------ Data provided ------
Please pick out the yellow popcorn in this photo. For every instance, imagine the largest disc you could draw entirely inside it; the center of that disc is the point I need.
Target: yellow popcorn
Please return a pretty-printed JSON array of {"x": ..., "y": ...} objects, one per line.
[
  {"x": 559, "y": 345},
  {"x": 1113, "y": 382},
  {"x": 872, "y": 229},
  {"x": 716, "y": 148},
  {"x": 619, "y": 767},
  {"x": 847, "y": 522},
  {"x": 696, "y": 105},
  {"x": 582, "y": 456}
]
------
Recast the records, from the start up to and including the line with "Target: yellow popcorn", as a Markdown table with the columns Row and Line, giving each line a row number and leaving out blank lines.

| Row | Line |
|---|---|
| 1 | Please pick out the yellow popcorn in this photo. For every instance, imagine the largest disc you could draw entirely inside it; the center of that disc is the point I need. |
| 2 | Target: yellow popcorn |